--- BEGIN MATERIAL SHOWN ---

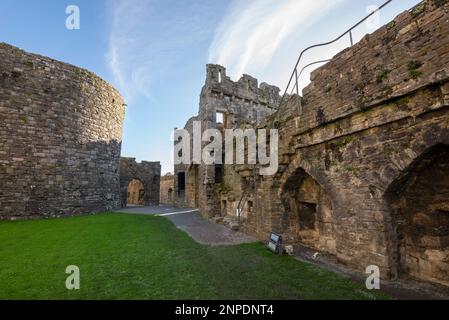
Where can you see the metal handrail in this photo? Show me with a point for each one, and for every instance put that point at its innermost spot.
(295, 74)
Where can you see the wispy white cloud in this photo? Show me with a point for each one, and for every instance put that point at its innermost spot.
(256, 36)
(148, 37)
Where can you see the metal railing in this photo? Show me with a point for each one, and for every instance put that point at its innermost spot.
(295, 76)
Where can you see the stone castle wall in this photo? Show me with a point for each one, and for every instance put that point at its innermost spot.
(366, 132)
(363, 172)
(60, 138)
(148, 173)
(167, 193)
(242, 103)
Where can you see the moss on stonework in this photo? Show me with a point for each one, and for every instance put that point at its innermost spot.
(343, 142)
(222, 189)
(388, 150)
(353, 170)
(24, 119)
(418, 10)
(383, 76)
(413, 69)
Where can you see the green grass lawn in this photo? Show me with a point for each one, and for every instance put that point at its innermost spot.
(144, 257)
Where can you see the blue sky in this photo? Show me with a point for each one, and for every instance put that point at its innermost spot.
(155, 51)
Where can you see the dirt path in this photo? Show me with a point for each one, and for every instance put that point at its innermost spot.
(189, 220)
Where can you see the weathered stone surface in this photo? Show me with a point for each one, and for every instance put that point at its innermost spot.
(167, 189)
(363, 169)
(60, 138)
(147, 173)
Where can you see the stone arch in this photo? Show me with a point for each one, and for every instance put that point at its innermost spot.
(418, 200)
(308, 217)
(147, 172)
(136, 192)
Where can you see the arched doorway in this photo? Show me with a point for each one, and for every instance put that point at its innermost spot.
(136, 193)
(419, 203)
(308, 217)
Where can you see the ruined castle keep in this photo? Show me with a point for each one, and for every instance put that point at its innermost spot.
(364, 163)
(60, 138)
(223, 104)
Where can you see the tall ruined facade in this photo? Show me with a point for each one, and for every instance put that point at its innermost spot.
(363, 172)
(224, 104)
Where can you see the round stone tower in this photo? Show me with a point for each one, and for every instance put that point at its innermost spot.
(60, 138)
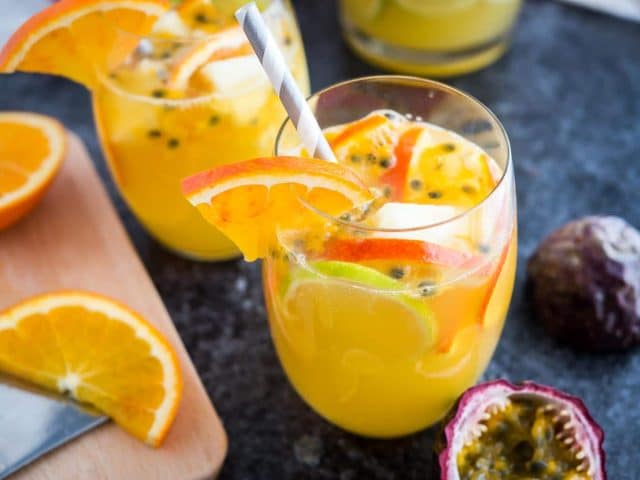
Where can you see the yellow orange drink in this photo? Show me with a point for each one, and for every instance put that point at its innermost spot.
(429, 37)
(388, 275)
(191, 95)
(384, 317)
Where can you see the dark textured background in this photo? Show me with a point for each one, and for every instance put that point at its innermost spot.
(569, 95)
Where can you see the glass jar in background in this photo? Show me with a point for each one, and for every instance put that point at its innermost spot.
(436, 38)
(190, 96)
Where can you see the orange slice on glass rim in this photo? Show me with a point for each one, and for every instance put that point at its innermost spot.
(32, 148)
(71, 37)
(98, 352)
(250, 200)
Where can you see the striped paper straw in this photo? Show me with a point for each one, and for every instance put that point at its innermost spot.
(283, 83)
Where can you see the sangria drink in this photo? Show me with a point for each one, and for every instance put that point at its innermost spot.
(387, 275)
(429, 37)
(189, 96)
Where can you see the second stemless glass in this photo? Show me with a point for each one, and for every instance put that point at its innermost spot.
(156, 129)
(373, 358)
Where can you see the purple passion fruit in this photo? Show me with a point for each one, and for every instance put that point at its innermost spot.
(498, 430)
(585, 284)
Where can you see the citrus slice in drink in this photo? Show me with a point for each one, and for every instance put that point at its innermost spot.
(71, 37)
(248, 201)
(32, 148)
(395, 249)
(97, 351)
(361, 309)
(367, 145)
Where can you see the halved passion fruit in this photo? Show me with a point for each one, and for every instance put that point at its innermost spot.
(498, 430)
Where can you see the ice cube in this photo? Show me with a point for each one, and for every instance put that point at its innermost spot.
(240, 83)
(411, 218)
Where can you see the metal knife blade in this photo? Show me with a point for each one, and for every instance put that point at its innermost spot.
(33, 422)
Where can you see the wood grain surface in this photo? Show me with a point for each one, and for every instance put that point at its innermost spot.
(75, 240)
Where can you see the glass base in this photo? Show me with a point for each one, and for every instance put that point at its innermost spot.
(424, 62)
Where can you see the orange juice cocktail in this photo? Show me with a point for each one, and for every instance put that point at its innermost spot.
(189, 96)
(382, 316)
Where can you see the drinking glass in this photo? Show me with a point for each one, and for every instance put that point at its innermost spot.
(374, 355)
(162, 113)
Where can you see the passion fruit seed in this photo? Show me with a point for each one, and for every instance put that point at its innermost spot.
(415, 184)
(427, 288)
(523, 439)
(396, 272)
(448, 147)
(498, 430)
(385, 163)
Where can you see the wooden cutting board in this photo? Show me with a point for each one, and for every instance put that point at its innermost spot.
(74, 239)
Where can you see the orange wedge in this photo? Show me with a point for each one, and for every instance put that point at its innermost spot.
(367, 145)
(228, 43)
(32, 148)
(97, 351)
(71, 37)
(250, 200)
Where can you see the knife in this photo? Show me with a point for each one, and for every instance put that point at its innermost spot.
(34, 422)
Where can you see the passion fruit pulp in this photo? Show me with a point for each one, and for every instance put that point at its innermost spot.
(498, 430)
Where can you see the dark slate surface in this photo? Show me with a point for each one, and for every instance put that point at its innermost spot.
(569, 95)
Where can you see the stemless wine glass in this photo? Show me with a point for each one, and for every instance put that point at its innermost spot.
(190, 96)
(429, 37)
(379, 345)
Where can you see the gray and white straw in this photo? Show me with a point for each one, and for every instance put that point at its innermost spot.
(283, 83)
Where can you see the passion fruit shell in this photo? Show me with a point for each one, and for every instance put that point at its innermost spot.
(585, 284)
(499, 430)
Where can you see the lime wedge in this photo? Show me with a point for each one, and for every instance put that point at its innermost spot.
(354, 308)
(434, 7)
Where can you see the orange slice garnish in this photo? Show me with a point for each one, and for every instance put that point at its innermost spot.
(32, 148)
(72, 37)
(250, 200)
(97, 351)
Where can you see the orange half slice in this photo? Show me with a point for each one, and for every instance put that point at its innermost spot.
(97, 351)
(71, 37)
(250, 200)
(32, 148)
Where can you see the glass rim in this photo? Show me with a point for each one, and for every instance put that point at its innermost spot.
(178, 38)
(426, 83)
(103, 77)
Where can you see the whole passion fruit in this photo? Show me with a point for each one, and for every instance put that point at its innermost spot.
(585, 284)
(498, 430)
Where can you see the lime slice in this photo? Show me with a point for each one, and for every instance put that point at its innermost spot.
(352, 308)
(434, 7)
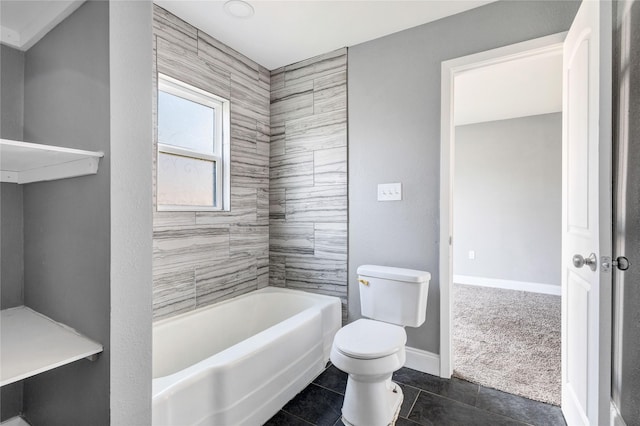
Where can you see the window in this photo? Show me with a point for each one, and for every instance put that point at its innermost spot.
(193, 148)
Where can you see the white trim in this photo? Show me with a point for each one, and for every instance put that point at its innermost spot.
(616, 417)
(424, 361)
(219, 156)
(449, 70)
(509, 284)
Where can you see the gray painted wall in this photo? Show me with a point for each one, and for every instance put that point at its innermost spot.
(626, 389)
(507, 198)
(394, 135)
(200, 258)
(308, 176)
(11, 92)
(131, 207)
(11, 114)
(11, 227)
(66, 222)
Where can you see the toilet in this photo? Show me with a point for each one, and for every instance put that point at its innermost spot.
(372, 348)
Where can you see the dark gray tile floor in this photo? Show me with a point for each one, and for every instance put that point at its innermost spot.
(428, 400)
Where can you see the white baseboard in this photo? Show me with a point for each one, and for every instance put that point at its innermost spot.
(508, 284)
(616, 418)
(426, 362)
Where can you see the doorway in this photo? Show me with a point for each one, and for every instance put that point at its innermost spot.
(503, 191)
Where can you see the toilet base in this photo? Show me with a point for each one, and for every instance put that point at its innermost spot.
(371, 401)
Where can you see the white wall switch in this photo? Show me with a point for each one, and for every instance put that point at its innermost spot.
(389, 191)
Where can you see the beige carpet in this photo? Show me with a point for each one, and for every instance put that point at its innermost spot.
(508, 340)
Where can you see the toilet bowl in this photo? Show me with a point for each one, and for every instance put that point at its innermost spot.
(370, 350)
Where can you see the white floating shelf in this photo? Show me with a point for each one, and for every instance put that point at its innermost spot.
(24, 162)
(15, 421)
(31, 343)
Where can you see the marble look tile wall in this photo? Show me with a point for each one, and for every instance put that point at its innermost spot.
(205, 257)
(308, 175)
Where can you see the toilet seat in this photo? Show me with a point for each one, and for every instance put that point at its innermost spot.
(368, 339)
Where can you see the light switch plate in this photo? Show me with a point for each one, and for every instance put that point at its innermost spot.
(389, 191)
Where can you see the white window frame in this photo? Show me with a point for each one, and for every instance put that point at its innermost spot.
(220, 155)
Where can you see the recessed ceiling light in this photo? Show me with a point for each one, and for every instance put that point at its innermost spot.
(239, 9)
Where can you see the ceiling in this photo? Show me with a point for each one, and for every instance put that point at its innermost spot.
(279, 33)
(284, 32)
(517, 88)
(23, 23)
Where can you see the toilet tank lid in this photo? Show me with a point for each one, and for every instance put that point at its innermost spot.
(391, 273)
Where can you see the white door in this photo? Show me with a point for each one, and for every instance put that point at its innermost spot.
(586, 301)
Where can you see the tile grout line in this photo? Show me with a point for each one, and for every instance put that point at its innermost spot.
(414, 404)
(293, 415)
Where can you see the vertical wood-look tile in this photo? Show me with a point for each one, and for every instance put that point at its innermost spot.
(204, 257)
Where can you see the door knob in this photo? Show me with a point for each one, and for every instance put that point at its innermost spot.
(621, 262)
(591, 261)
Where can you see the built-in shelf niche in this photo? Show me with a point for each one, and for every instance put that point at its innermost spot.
(32, 343)
(24, 162)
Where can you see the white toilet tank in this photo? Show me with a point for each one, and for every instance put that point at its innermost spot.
(393, 295)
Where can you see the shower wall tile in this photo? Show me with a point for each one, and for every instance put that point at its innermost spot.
(308, 176)
(330, 166)
(179, 63)
(223, 279)
(180, 249)
(290, 171)
(330, 93)
(249, 241)
(175, 30)
(323, 131)
(277, 270)
(232, 62)
(291, 102)
(318, 204)
(277, 205)
(205, 257)
(173, 293)
(286, 238)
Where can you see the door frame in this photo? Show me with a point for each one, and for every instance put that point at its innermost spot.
(539, 46)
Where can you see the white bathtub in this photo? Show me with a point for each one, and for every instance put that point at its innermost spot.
(239, 361)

--- END MATERIAL SHOWN ---

• _WHAT IS EXPECTED_: From the line containing "Where can you see the recessed" down to the last line, reproduce the records exactly. Include both ends.

• _EXERCISE RESULT_:
Where can you see the recessed ceiling light in this photo? Show me with a point for each one, and for every instance put that point at its innermost spot.
(239, 9)
Where can you see the ceiling in this photo? Show me with a point for each one, and for every instance put that point at its innermost spot.
(279, 33)
(284, 32)
(517, 88)
(23, 23)
Where can you see the toilet tank lid in this photo? Show me with a point for each one, and for every instance put that point at its innermost spot.
(391, 273)
Where can you see the white door in this photo? Show me with a point for each one, and for every instance put that point at its innermost spot.
(586, 301)
Where can you see the tile grout line in this photo? Show me with a point for each one, and for every instance put that point at its innermost spot.
(414, 404)
(293, 415)
Where can you see the vertical wood-look tile in this photo? Show me with a point for each one, and for every instance put that point at its innermost spot.
(204, 257)
Where can you see the door knob in this photo? Show me with a point for each one, and for every instance put that point at its innermost spot.
(621, 262)
(591, 261)
Where can you see the built-in shelf niche in this photo? Show me with a point for each one, and for every instance put that point at its innermost spot.
(32, 343)
(24, 162)
Where can you see the white toilet tank in this photo? Show me with a point for each one, and for every instance put that point at its innermost spot.
(393, 295)
Where can you see the shower wall tile in this photo? Show me with a point for each one, and for every instance put that point at its innermost spot.
(308, 176)
(330, 166)
(179, 63)
(223, 279)
(180, 249)
(290, 171)
(330, 93)
(249, 241)
(175, 30)
(323, 131)
(277, 270)
(232, 62)
(291, 102)
(318, 204)
(277, 205)
(205, 257)
(173, 293)
(286, 238)
Where can you see the door frame in this photo? Show me with a point for each one, and for every instance put that point at its innermost spot.
(539, 46)
Where can you see the white bathtub in this photo? Show me with a point for each one, and for every instance put that point at its innermost spot.
(239, 361)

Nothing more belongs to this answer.